* Given records
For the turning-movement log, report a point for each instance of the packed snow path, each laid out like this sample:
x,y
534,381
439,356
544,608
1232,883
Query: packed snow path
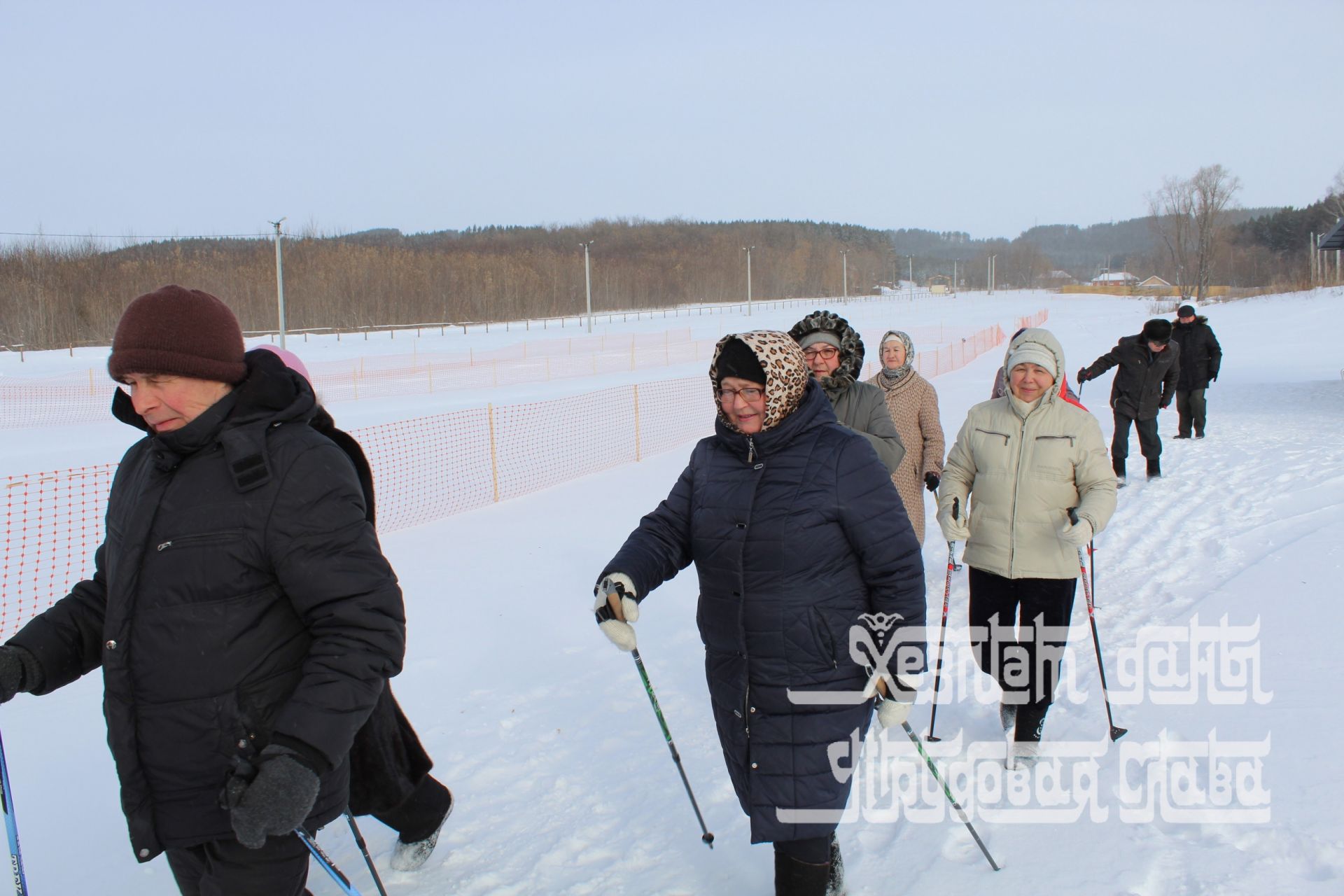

* What the task requires
Using the material above, work out how many lines contain the string "snow". Give that number alone.

* Reply to the exercise
2